* **THE PROBLEM**
Report every line of the data that contains the string "curving", copying each one in full.

Object point labels:
++++++++++

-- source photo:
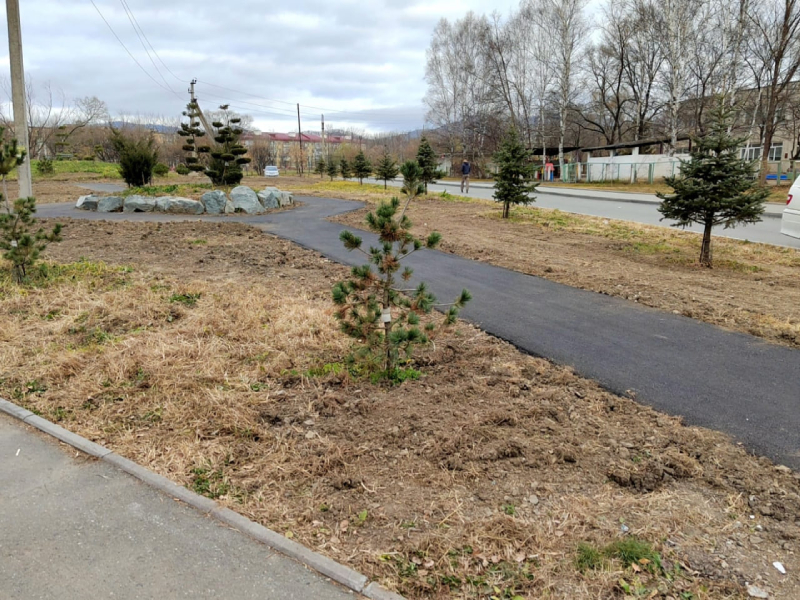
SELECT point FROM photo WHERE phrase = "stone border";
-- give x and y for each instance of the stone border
(339, 573)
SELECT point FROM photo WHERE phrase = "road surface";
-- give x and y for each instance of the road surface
(73, 528)
(615, 206)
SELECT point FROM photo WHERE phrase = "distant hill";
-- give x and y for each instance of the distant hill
(151, 126)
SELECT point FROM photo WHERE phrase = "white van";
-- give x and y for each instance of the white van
(790, 223)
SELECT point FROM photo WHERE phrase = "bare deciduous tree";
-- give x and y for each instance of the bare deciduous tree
(774, 51)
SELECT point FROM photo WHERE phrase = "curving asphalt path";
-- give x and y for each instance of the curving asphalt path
(715, 378)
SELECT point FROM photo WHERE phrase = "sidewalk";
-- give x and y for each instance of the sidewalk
(771, 210)
(72, 527)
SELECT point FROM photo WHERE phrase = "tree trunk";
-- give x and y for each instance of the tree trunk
(705, 248)
(387, 326)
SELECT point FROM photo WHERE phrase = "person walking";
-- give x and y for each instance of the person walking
(465, 171)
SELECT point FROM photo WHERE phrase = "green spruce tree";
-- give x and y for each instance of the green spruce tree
(386, 169)
(228, 157)
(332, 169)
(320, 168)
(191, 132)
(20, 240)
(344, 168)
(715, 186)
(361, 167)
(514, 181)
(426, 158)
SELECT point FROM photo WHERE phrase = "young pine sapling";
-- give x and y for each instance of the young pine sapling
(372, 308)
(20, 242)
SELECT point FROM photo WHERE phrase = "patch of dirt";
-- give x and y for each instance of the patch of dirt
(197, 359)
(754, 288)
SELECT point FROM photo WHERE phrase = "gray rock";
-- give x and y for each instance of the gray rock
(87, 202)
(269, 198)
(286, 199)
(110, 204)
(178, 205)
(756, 592)
(245, 200)
(214, 202)
(139, 204)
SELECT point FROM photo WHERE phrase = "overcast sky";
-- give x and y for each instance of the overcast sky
(337, 55)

++++++++++

* **OUTPUT**
SELECT point FROM photo WHERE phrase = "curving asphalt path";
-- give x and y for each instance of the curving asphalt path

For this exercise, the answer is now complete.